Written task
State how many lines in the records below contain the string "several", treating uppercase and lowercase as different. Reply with the number alone.

━━━━━━━━

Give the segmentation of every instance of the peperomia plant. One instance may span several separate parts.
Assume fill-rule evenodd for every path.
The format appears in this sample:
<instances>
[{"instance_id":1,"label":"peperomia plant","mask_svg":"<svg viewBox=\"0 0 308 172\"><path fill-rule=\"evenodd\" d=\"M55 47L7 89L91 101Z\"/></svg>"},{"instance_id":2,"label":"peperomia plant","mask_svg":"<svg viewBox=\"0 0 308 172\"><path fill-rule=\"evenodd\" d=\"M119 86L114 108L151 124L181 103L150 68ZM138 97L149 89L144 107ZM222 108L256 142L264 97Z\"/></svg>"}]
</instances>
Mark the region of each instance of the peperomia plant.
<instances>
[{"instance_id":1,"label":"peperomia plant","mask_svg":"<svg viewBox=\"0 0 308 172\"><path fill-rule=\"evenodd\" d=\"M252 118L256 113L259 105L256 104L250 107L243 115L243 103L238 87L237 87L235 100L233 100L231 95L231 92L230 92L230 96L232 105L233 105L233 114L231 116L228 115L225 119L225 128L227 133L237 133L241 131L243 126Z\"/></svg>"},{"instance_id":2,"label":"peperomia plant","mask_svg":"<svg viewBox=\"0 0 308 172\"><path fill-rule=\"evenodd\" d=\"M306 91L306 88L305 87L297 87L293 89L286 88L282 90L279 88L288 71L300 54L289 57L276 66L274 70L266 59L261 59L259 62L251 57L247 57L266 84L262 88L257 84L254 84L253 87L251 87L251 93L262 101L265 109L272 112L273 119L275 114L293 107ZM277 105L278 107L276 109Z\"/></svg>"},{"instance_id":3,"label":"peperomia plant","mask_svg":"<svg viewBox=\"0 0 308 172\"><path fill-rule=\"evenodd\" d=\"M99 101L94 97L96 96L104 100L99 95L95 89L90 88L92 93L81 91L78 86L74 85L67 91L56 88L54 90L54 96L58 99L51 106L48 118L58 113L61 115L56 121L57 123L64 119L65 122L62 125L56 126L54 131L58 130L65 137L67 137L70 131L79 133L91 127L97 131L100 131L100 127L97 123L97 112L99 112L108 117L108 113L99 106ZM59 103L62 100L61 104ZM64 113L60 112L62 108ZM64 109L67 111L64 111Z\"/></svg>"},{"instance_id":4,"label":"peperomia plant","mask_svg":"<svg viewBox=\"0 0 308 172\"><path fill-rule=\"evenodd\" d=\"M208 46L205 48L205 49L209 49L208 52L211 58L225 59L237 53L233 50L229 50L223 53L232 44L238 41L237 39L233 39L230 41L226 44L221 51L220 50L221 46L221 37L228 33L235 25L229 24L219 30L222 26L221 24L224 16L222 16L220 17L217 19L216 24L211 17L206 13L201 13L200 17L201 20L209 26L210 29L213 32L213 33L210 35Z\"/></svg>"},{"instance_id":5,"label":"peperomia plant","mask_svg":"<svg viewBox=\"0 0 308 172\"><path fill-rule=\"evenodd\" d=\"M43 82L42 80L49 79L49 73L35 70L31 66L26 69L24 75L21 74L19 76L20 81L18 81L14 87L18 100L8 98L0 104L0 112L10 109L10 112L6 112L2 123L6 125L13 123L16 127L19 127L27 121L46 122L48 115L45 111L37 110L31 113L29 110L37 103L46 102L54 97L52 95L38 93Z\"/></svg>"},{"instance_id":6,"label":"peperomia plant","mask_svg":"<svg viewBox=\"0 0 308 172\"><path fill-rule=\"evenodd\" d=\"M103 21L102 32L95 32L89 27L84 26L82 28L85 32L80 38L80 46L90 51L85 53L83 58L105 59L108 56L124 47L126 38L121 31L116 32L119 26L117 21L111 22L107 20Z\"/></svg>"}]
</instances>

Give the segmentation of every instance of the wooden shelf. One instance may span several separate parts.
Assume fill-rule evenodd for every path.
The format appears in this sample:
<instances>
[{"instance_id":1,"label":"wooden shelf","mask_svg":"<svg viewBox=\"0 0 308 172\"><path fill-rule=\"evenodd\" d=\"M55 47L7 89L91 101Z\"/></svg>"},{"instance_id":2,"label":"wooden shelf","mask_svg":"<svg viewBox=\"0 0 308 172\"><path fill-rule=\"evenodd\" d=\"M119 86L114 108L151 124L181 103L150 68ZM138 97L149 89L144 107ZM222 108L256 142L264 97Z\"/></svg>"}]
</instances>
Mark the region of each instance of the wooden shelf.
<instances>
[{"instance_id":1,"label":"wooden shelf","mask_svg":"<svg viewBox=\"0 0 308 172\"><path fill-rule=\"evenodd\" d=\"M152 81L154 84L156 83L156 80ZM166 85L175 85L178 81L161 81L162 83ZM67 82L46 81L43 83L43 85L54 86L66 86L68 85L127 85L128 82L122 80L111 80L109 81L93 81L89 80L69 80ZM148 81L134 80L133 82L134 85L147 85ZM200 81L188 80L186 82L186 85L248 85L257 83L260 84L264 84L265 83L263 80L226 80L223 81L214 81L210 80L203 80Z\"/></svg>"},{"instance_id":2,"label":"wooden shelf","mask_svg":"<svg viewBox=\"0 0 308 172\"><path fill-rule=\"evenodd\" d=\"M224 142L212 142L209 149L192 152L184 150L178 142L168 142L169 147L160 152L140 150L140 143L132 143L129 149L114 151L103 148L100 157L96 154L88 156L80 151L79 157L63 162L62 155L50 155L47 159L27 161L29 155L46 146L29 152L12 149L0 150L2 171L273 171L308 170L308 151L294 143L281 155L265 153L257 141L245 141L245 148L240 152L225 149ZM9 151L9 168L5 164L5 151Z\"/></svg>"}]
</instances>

━━━━━━━━

Response below
2